* [EXTRACTED ENTRIES]:
####

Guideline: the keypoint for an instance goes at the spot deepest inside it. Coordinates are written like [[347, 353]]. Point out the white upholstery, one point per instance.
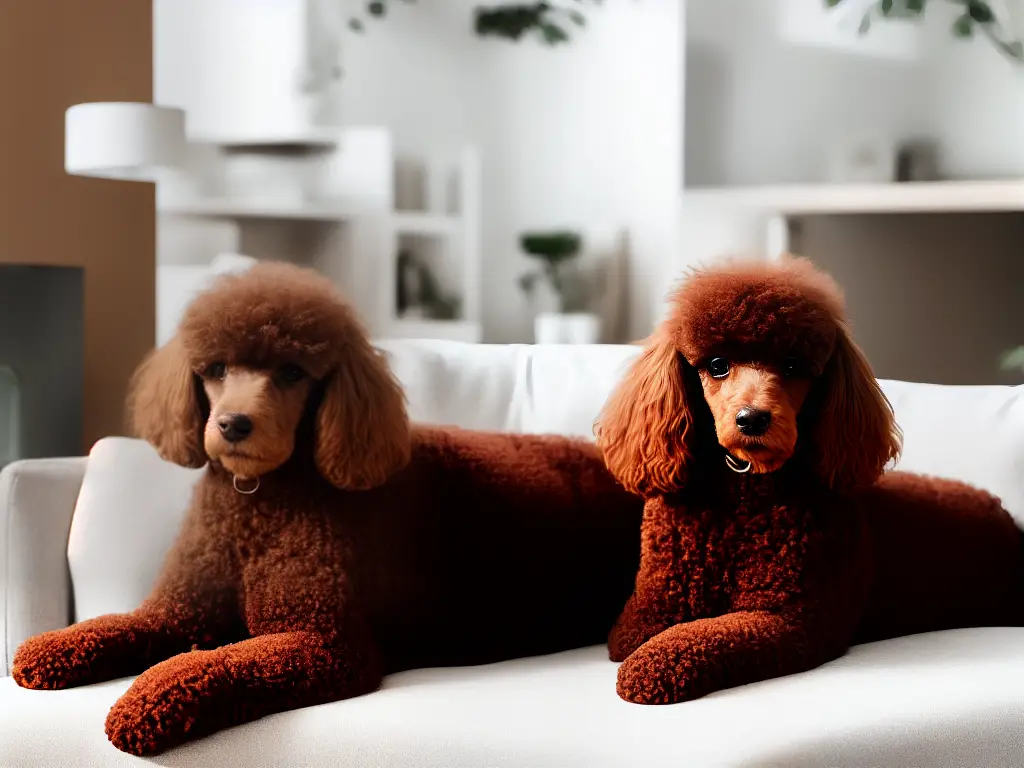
[[950, 699], [941, 699]]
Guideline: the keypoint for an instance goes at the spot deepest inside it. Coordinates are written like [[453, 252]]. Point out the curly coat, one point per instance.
[[749, 576], [373, 547]]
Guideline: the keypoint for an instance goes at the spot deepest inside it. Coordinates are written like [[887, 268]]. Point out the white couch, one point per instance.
[[83, 537]]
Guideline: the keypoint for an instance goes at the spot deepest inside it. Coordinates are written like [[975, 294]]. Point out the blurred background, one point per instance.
[[491, 171]]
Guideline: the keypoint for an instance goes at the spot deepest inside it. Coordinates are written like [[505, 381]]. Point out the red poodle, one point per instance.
[[328, 544], [771, 539]]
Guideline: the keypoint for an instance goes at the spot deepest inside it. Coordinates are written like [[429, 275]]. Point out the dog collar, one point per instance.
[[736, 465], [247, 492]]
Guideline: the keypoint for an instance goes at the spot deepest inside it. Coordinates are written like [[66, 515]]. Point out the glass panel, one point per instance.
[[10, 415]]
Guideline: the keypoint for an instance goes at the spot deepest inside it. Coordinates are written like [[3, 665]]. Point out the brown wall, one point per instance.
[[54, 53]]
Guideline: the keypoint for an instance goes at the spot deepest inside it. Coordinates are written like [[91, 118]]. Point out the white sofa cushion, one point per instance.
[[516, 387], [950, 698], [974, 434], [127, 516]]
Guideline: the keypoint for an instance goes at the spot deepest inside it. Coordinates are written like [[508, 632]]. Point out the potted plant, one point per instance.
[[569, 322]]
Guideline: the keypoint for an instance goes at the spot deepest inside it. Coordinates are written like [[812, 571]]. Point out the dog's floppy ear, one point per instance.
[[361, 427], [166, 406], [856, 432], [642, 431]]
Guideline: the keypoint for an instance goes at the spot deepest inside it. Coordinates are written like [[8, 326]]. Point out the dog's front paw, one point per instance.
[[167, 705], [53, 659], [649, 676]]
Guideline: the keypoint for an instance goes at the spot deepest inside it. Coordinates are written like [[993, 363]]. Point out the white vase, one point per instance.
[[566, 328]]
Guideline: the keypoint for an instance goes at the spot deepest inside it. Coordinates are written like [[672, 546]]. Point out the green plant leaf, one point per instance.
[[964, 27], [553, 34], [528, 282], [552, 247], [980, 11]]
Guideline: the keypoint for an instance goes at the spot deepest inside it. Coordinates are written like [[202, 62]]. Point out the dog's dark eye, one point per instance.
[[215, 371], [792, 368], [719, 368], [290, 374]]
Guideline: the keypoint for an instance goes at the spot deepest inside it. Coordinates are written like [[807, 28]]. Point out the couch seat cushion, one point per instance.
[[951, 698]]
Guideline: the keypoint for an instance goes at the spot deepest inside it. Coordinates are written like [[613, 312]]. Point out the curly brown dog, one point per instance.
[[771, 540], [328, 544]]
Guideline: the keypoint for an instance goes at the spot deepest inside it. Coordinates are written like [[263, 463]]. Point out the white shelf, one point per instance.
[[313, 137], [224, 208], [431, 329], [893, 198], [411, 222]]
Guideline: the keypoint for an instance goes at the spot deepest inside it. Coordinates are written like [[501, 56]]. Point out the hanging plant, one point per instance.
[[550, 22], [975, 15]]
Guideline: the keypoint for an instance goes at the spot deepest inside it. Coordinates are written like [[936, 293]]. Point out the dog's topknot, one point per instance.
[[758, 310], [272, 313]]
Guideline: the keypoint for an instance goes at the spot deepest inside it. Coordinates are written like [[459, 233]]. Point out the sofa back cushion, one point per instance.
[[132, 502]]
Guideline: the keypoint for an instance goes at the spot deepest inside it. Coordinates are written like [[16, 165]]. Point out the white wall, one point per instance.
[[761, 110], [586, 136], [976, 99]]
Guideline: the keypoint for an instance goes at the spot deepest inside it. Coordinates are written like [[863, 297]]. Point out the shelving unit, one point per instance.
[[891, 198], [350, 201], [241, 209], [719, 221]]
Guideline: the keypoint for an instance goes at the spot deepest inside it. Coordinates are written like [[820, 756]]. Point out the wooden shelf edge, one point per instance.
[[886, 198]]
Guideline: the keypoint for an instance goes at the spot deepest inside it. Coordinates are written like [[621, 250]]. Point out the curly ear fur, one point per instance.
[[855, 433], [166, 406], [642, 431], [363, 432]]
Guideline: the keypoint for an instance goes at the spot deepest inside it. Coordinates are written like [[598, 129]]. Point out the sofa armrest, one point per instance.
[[37, 502]]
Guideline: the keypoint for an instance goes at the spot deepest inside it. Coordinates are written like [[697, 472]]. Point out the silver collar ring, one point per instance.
[[734, 464], [247, 492]]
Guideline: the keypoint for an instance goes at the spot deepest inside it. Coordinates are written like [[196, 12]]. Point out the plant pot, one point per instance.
[[566, 328]]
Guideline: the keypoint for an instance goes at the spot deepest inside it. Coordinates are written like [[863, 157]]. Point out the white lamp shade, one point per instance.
[[123, 139]]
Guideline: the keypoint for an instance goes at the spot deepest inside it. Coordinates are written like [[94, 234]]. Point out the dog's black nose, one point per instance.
[[753, 422], [235, 427]]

####

Rewrite all the records with "Point out" switched to "Mark" and everything else unchanged. Leave out the pictures.

Guideline: the keypoint for an instance goes at the spot deepest inside it. Coordinates are written like [[347, 353]]. Mark the white upholstery, one point per instance.
[[950, 699], [941, 699]]
Guideline: the keypoint for an instance goes at the spot deepest inside it. Coordinates are written like [[453, 252]]. Mark the curly coat, one point per instance.
[[749, 576], [373, 547]]
Guideline: the keypoint for an instance goes at the spot deepest inside it. Coordinates are written like [[887, 268]]. Mark the white couch, one point per instance.
[[83, 537]]
Guideline: the keypoint for an instance goes at the spot deepest inside it. Coordinates are written like [[975, 294]]. Mark the blurred background, one point per instance.
[[491, 171]]
Guideline: the keypoint for an instance goes at the spot deepest inside it. Coordinates are written like [[505, 381]]. Mark the red poodle, one point per instance.
[[328, 544], [771, 539]]
Guideline: the keypoint for an instance goes at the spot deepest inside it. Coordinates are written like [[429, 275]]. Mark the dog collar, one point per instance.
[[736, 465], [247, 492]]
Guideline: the keypoint for an instance goes at the spot deepest inside it. Coordinates are written like [[66, 515]]. Mark the glass panel, one point per instance.
[[10, 415]]
Guideline: the keypoint for an instance goes at the spot deepest inside it. Coordinates are written like [[3, 665]]. Mark the brown wall, one point per instance.
[[54, 53]]
Guideline: the keypoint for an instance goes at the spot deepest inside it. Coordinates are written like [[91, 118]]. Mark the white sofa cushion, one point per instance.
[[516, 387], [950, 698], [974, 434], [127, 516]]
Guideline: the keypoint for an instance goes at the spot deepest inside it. Coordinates are written like [[508, 632]]. Mark the potted plant, one point per instance.
[[569, 322]]
Guideline: the keypoint for an instance goes at the spot deepest inside it. Coordinates are written like [[812, 571]]. Mark the dog's floppy ear, one point per instance.
[[361, 427], [166, 406], [856, 432], [642, 431]]
Guideline: the keypoint for an instance goes at the spot deepest inside it. Coordinates are written like [[8, 326]]. Mark the dog's front paw, one point per instance.
[[167, 705], [53, 659], [649, 676]]
Guideline: the keypoint for an instance goes at the spot deepest inside it. Coordinates are written like [[993, 363]]. Mark the white vase, one point per instance.
[[566, 328]]
Guideline: the keypoint for an instance goes at the spot deepest inside it. Coordinates are written like [[672, 546]]. Mark the green plant leaf, one point per instance.
[[964, 27], [553, 34], [528, 282], [552, 247], [980, 11]]
Guideline: the keypoint for an instance goes at the spot deepest inside it. Coordinates are written like [[202, 62]]. Mark the dog's dark eye, one point per instance.
[[215, 371], [792, 368], [719, 368], [290, 374]]
Guideline: the keypoint for an instance goes at the spot deepest inside it. Coordinates are written like [[807, 28]]. Mark the couch seat cushion, one point per instance.
[[951, 698]]
Guideline: the keypoint for an instance goes at the spot deepest inside it. Coordinates are written like [[613, 312]]. Mark the curly brown dog, one point per instance.
[[771, 540], [328, 544]]
Guideline: the keypoint for an instance goes at the spot deepest inside it. Coordinates are written like [[263, 463]]. Mark the white shelf, one point per instance.
[[313, 137], [224, 208], [431, 329], [893, 198], [411, 222]]
Guideline: the keypoint for an instance goes at the spot deepest inside it. Coordinates are written like [[501, 56]]. Mark the hanging plant, one point per instance.
[[550, 22], [975, 15]]
Guideline: the keypoint for an instance goes at the spot deepest inside it. Coordinates are written like [[936, 293]]. Mark the dog's topknot, one point per instance.
[[758, 310], [272, 313]]
Guideline: the keypoint for an instance goes at the spot deepest inside it. Coordinates are written like [[459, 233]]. Mark the sofa back cushion, one point per instance.
[[132, 502]]
Guideline: the keypoint for an instance goes at the spot deepest inside it. Coordinates are written like [[16, 165]]. Mark the white wall, one point per instance.
[[761, 110], [586, 136], [976, 99]]
Guideline: the keypoint for an instance goes at the spot deepest inside it. Coordinates are written like [[863, 297]]. Mark the shelving unit, one point per instance.
[[891, 198], [350, 201], [241, 209], [719, 221]]
Guideline: the keypoint for an instance goes at the spot deepest inside it. Coordinates are written like [[820, 756]]. Mark the wooden shelf edge, one point per instance.
[[886, 198]]
Guideline: the keypoint for an instance goes at the spot deepest inside it. Coordinates are written like [[621, 250]]. Mark the curly ear fur, one point per instance.
[[855, 433], [166, 406], [642, 431], [363, 432]]
Guideline: the keypoint for an instance goes at the spot deepest inside it. Coordinates are written like [[598, 129]]. Mark the sofa armrest, one point per instance.
[[37, 502]]
Guideline: the keypoint for an instance goes at the spot deepest inside it. Coordinates are written like [[697, 472]]. Mark the silver collar ring, one point per instance.
[[734, 464], [247, 492]]
Guideline: the keypoint for an instance goes at the spot deepest inside it. Coordinates are written like [[196, 12]]. Mark the plant pot, one point per instance.
[[566, 328]]
Guideline: the keypoint for an instance goes at the spot deepest inside it. Coordinates are written like [[863, 157]]. Mark the white lamp shade, one point per instance.
[[123, 139]]
Guideline: the keypoint for an instance goes at the spot deepest inside it. Coordinates are written like [[94, 234]]. Mark the dog's black nose, one point per instance.
[[753, 422], [235, 427]]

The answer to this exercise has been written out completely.